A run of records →
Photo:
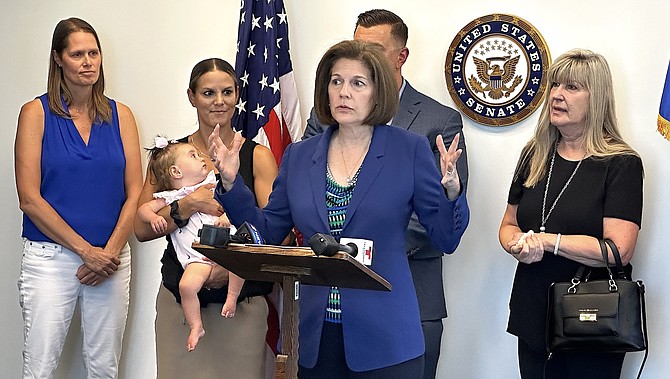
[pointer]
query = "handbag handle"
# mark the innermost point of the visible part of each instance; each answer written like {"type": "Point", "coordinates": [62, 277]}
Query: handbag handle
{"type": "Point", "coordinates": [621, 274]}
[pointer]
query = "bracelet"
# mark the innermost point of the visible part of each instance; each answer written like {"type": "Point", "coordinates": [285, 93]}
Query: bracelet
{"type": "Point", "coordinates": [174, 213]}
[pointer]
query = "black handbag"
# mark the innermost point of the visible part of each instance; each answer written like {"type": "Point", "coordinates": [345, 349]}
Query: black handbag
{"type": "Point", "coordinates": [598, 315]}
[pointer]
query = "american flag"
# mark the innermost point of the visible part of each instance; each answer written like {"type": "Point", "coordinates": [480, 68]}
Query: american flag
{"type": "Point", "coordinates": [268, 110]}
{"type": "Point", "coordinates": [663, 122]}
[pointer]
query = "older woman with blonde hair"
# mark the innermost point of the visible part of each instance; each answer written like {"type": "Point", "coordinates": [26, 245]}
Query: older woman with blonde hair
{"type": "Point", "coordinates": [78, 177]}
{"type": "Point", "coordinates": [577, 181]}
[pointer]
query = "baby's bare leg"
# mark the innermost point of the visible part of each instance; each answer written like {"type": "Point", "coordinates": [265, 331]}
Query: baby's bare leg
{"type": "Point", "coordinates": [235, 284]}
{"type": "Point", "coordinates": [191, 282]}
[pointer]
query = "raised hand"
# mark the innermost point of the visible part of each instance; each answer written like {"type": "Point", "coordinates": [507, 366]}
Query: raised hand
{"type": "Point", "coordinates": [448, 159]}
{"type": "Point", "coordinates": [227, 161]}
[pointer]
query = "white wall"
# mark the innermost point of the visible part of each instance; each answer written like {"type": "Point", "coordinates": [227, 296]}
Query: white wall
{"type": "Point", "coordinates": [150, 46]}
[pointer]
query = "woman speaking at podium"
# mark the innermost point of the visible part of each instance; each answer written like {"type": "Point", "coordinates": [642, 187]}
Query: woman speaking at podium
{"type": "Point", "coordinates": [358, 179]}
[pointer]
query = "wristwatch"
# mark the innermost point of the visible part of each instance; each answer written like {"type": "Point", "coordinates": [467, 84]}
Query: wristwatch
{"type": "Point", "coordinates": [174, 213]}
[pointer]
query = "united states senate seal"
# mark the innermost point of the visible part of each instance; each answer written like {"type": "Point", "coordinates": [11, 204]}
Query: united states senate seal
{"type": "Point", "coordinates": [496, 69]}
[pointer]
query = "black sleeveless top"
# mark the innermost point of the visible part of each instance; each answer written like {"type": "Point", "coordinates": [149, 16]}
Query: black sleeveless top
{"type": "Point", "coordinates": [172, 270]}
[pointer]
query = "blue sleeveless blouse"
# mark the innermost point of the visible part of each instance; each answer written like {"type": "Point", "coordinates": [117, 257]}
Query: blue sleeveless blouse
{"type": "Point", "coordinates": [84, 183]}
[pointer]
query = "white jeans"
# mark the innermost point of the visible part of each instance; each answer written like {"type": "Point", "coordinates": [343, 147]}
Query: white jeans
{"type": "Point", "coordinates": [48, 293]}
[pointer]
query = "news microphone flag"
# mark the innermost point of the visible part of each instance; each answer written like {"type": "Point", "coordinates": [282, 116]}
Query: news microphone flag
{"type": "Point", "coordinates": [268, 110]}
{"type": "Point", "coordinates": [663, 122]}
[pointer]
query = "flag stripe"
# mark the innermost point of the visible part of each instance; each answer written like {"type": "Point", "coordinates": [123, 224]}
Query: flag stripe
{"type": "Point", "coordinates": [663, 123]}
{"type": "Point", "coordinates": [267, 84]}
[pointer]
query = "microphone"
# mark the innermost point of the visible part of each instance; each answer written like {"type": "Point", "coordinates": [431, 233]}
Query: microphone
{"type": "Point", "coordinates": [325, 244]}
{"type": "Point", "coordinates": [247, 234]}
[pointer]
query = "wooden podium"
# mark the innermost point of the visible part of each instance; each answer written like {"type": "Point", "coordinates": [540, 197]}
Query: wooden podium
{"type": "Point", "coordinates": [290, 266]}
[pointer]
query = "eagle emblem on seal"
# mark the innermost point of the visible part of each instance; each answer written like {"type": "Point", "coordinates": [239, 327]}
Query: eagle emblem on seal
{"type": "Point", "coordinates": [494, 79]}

Stated problem →
Would you return the data exactly as written, without the pictures?

Result of the exercise →
Photo:
[pointer]
query = "handbag handle"
# mark the innermost point of the visible part of each instance; each answer written like {"type": "Point", "coordinates": [62, 277]}
Query: handbag handle
{"type": "Point", "coordinates": [621, 274]}
[pointer]
query = "bracelet"
# mark the innermost point of the visible part of each instance; each answer written like {"type": "Point", "coordinates": [285, 93]}
Query: bracelet
{"type": "Point", "coordinates": [174, 213]}
[pointer]
query = "black handbag"
# mark the innermost point of the visible part of each instance; each answer written like {"type": "Point", "coordinates": [345, 349]}
Query: black handbag
{"type": "Point", "coordinates": [598, 315]}
[pointer]
query = "american flag"
# mark the innermost point of the visible part of each instance; each answer written like {"type": "Point", "coordinates": [480, 68]}
Query: american flag
{"type": "Point", "coordinates": [268, 110]}
{"type": "Point", "coordinates": [663, 122]}
[pointer]
query = "older woman with blonde hair"
# mark the innermost point of the visible part of each instance; each answer written like {"type": "Point", "coordinates": [26, 245]}
Query: older woman with blonde hair
{"type": "Point", "coordinates": [78, 177]}
{"type": "Point", "coordinates": [577, 181]}
[pointer]
query = "baby's bare leg"
# mark the innermost point of the visible part of each instance; each answer written like {"type": "Point", "coordinates": [265, 331]}
Query: baby's bare leg
{"type": "Point", "coordinates": [235, 284]}
{"type": "Point", "coordinates": [191, 282]}
[pointer]
query = "raised hand"
# mark the innermost point of the visible part of each instance; each answer written like {"type": "Point", "coordinates": [507, 366]}
Query: raised hand
{"type": "Point", "coordinates": [448, 159]}
{"type": "Point", "coordinates": [227, 161]}
[pointer]
query = "white wall"
# mark the innermost point of the visible part of each instance; each answer written like {"type": "Point", "coordinates": [227, 296]}
Query: white wall
{"type": "Point", "coordinates": [150, 46]}
[pointer]
query = "woman speaking at podium"
# mark the innermost point of the visible part of each instance; each answer written like {"type": "Point", "coordinates": [642, 187]}
Query: woman speaking at podium
{"type": "Point", "coordinates": [358, 179]}
[pointer]
query = "wristwatch"
# mark the innermost point of the visible part of each instance; each answer written like {"type": "Point", "coordinates": [467, 84]}
Query: wristwatch
{"type": "Point", "coordinates": [174, 213]}
[pointer]
query = "united states senate seal"
# mark the innermost point of the visible part of each instance; each answer written like {"type": "Point", "coordinates": [11, 204]}
Query: united states senate seal
{"type": "Point", "coordinates": [496, 69]}
[pointer]
query = "black sleeveless top"
# mark the innermost point of the visible part of each instance; each answer written like {"type": "Point", "coordinates": [149, 16]}
Query: black sleeveless top
{"type": "Point", "coordinates": [172, 270]}
[pointer]
query = "blue sleeveless blouse"
# mark the innermost point of the visible part of each instance; each answer written like {"type": "Point", "coordinates": [117, 257]}
Query: blue sleeveless blouse
{"type": "Point", "coordinates": [84, 183]}
[pointer]
query = "white jeans"
# mark the innermost point of the visible part of each instance; each answer written like {"type": "Point", "coordinates": [343, 147]}
Query: white jeans
{"type": "Point", "coordinates": [48, 293]}
[pointer]
query = "news microphone flag"
# mark the innermost point of the visible part of each instance; each answer written like {"type": "Point", "coordinates": [282, 116]}
Query: news microphone flag
{"type": "Point", "coordinates": [268, 110]}
{"type": "Point", "coordinates": [663, 122]}
[pointer]
query = "flag stripe"
# mark the innermost point of the visible part of each instance; each answer written like {"type": "Point", "coordinates": [123, 224]}
Query: flag stripe
{"type": "Point", "coordinates": [663, 123]}
{"type": "Point", "coordinates": [267, 84]}
[pointer]
query = "microphone"
# mark the innermost point of the visible part of each instance; each answer written like {"type": "Point", "coordinates": [431, 233]}
Query: microphone
{"type": "Point", "coordinates": [325, 244]}
{"type": "Point", "coordinates": [247, 234]}
[pointer]
query = "wooden podium"
# mark the innermost point of the visible part of each instance; each answer written like {"type": "Point", "coordinates": [540, 197]}
Query: wooden podium
{"type": "Point", "coordinates": [290, 266]}
[pointer]
query = "eagle emblem on seal"
# mark the innermost point of the visible part of each instance; each answer written like {"type": "Point", "coordinates": [239, 327]}
Query: eagle emblem on seal
{"type": "Point", "coordinates": [494, 79]}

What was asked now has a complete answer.